Kimi Makwetu. Picture: Gallo Images/Leon Sadiki
Kimi Makwetu. Picture: Gallo Images/Leon Sadiki

Auditor-general Kimi Makwetu, my boss and mentor for the past eight years, left us last week. His death, at the age of 54, comes at a time when the auditing and accounting profession that he lived for is experiencing reputation-denting crises worldwide, most of them self-inflicted.

Kimi’s untimely passing is tragic; he was a visionary leader, pioneering initiatives locally and internationally to restore the reputation of this noble profession.

His position, in convening such initiatives, was always that we need to sort ourselves out as a profession first; we cannot credibly report on faults in those we audit when some of us are deeply part of the malaise we seek to eliminate.

That was Kimi for you — an eternal professional who lived for, and championed, fairness, transparency and independence.

These are the qualities that the world recognised in our AG. He was internationally respected in the profession, and flew the SA flag high through his involvement in developmental platforms and initiatives. These included leading the key committee tasked with building the global capacity of the public sector auditing profession for the International Organisation of Supreme Audit Institutions (Intosai) — the body that represents national audit offices worldwide.

Under Kimi’s guidance, Intosai developed an industry guide and framework on the professionalisation and competency of auditors in supreme audit institutions.

At the time of his death, he was due to take up a position — when his seven-year term as AG ended — as a member of the independent audit advisory committee of the UN.

The world recognised Kimi’s ethical prowess because he led by example in building a formidable national audit office rooted in professionalism, transparency, credibility and accountability.

He believed in and built a team with the depth of expertise to handle all aspects of our audit work.

One of Kimi’s passions was transforming the auditing industry, especially creating chances for women and young people from previously disadvantaged groups. During his term, our office reached a stage where 50% of our executive committee are women.

As noted in our 2019/2020 annual report, he helped the organisation produce 1,195 chartered accountants through its developmental initiatives, such as the trainee auditor scheme meant to give opportunities to young people from previously disadvantaged backgrounds. Some of these talented people have gone on to make major strides in the public and private sectors, thus fulfilling Kimi’s dream of producing a pool of professionals who will make a difference in the world.

Before his untimely passing, Kimi was about to release his second real-time audit report on the government’s Covid-19 expenditure. Unlike normal audits, which take place after the fact, these special audits were Kimi’s way of ensuring that relief funds meant for the most vulnerable were dispensed appropriately.

The audit fraternity has hailed this innovation as ground-breaking, and many of our peers have started using this real-time model as a benchmark in their own countries.

| Study questions |
[1] In the tribute to Kimi Makwetu, how many chartered accountants did he help the audit office produce through its developmental initiatives?
[2] Reproduce the part of the Kimi Makwetu tribute that runs from "At the time" to "committee are women.".

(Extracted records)
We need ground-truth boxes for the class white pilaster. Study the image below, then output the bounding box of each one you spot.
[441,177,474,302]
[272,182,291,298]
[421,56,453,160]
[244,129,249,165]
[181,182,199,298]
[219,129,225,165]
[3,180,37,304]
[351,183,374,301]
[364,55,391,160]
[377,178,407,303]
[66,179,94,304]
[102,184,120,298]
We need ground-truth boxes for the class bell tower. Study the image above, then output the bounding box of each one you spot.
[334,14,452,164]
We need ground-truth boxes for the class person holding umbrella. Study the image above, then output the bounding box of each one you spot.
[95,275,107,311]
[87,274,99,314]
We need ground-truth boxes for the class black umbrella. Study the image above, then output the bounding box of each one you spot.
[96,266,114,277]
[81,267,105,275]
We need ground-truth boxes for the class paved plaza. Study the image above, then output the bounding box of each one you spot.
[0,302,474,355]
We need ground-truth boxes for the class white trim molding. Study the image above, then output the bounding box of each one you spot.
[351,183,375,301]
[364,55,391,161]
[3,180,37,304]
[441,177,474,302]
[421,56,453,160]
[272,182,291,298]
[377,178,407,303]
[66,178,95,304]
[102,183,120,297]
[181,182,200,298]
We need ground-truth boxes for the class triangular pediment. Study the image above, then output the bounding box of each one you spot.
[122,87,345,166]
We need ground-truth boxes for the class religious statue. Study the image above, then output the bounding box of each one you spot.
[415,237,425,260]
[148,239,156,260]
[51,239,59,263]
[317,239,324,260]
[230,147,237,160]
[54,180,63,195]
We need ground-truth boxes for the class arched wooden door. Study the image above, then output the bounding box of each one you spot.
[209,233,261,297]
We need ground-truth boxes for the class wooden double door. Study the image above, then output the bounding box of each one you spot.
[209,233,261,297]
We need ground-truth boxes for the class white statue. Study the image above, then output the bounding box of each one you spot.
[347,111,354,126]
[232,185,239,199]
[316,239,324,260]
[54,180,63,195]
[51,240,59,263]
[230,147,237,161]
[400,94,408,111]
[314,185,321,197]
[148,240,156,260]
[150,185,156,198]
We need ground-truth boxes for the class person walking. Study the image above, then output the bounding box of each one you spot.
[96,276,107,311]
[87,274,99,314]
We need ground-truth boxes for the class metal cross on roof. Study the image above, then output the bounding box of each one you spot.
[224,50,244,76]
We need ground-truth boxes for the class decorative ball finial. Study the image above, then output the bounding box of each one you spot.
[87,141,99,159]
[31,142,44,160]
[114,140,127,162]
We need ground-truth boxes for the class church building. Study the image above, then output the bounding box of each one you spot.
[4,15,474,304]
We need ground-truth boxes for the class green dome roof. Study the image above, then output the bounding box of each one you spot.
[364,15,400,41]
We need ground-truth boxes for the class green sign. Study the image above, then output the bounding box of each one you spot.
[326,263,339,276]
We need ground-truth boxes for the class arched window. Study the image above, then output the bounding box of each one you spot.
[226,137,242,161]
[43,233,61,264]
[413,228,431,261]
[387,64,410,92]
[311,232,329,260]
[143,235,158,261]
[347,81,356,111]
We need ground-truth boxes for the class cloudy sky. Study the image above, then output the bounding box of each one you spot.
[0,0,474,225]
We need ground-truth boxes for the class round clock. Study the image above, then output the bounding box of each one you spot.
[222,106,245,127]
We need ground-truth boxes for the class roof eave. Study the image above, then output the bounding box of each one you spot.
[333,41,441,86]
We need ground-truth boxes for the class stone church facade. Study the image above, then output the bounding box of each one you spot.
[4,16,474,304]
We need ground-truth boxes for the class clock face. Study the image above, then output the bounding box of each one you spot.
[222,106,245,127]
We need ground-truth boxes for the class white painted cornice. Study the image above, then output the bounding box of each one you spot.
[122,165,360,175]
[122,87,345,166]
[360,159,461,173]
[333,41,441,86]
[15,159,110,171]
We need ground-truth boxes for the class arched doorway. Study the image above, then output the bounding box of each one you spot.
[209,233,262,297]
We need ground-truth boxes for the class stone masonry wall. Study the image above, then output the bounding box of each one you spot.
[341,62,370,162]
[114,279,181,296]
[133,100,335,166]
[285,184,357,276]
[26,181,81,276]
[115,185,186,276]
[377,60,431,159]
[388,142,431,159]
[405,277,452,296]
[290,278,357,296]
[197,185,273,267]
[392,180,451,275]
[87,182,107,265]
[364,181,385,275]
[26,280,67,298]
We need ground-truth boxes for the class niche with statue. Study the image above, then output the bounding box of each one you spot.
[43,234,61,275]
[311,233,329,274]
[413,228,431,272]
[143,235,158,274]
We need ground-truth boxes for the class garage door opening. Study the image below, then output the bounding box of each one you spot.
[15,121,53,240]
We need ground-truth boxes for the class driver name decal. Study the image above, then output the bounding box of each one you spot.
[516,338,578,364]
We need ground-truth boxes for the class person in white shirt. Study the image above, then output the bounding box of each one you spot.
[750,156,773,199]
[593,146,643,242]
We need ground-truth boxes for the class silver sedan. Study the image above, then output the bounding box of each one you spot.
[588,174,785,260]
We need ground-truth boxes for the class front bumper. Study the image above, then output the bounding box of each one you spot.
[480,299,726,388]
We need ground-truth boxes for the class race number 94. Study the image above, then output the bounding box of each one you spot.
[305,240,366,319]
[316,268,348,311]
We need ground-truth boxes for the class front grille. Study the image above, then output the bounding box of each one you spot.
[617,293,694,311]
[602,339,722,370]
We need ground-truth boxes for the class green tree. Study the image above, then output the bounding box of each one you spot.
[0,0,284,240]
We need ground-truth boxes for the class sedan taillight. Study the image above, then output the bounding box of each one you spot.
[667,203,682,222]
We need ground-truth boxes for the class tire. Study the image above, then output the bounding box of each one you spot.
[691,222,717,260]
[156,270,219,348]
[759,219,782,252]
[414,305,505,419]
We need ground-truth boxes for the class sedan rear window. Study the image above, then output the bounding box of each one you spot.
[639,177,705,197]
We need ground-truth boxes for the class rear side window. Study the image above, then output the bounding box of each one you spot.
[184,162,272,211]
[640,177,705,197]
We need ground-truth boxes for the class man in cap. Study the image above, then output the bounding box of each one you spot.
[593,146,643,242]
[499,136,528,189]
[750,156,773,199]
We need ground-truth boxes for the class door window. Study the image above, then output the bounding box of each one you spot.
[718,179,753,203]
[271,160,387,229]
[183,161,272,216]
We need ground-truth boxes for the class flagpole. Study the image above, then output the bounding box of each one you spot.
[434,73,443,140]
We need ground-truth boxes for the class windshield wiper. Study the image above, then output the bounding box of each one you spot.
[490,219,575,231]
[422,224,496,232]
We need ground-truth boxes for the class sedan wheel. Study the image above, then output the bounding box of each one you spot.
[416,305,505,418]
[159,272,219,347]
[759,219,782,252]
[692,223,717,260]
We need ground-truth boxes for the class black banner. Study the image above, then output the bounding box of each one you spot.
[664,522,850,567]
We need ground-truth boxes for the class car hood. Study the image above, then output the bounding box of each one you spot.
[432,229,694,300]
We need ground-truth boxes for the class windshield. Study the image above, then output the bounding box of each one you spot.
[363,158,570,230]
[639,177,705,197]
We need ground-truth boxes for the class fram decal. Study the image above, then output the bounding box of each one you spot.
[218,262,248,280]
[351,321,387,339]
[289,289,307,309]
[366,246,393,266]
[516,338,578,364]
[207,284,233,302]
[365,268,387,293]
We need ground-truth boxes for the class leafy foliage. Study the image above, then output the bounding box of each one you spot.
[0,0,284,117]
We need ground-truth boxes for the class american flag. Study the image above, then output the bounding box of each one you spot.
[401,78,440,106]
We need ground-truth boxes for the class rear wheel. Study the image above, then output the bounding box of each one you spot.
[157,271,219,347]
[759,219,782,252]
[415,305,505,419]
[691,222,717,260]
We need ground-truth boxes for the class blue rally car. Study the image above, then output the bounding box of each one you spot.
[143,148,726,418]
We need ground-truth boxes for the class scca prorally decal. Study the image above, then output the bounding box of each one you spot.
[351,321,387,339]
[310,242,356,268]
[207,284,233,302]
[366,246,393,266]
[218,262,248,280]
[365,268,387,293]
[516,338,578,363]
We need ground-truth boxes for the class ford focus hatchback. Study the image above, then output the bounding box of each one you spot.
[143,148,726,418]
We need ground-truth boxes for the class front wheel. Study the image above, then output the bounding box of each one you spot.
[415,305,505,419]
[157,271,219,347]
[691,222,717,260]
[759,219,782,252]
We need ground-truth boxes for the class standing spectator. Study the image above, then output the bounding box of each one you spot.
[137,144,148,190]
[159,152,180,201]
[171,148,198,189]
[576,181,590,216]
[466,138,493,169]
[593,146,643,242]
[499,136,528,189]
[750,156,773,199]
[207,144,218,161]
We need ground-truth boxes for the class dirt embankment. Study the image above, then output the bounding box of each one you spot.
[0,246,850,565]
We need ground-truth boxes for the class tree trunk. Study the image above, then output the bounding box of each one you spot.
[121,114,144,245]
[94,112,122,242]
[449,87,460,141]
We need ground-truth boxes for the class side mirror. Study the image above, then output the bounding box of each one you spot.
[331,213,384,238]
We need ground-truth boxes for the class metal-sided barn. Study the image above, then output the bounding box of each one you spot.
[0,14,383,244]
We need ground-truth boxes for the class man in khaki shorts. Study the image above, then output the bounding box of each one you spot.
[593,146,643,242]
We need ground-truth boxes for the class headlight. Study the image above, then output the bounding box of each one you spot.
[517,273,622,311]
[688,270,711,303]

| Activity answers |
[1] 1,195 chartered accountants

[2]
At the time of his death, he was due to take up a position — when his seven-year term as AG ended — as a member of the independent audit advisory committee of the UN.

The world recognised Kimi’s ethical prowess because he led by example in building a formidable national audit office rooted in professionalism, transparency, credibility and accountability.

He believed in and built a team with the depth of expertise to handle all aspects of our audit work.

One of Kimi’s passions was transforming the auditing industry, especially creating chances for women and young people from previously disadvantaged groups. During his term, our office reached a stage where 50% of our executive committee are women.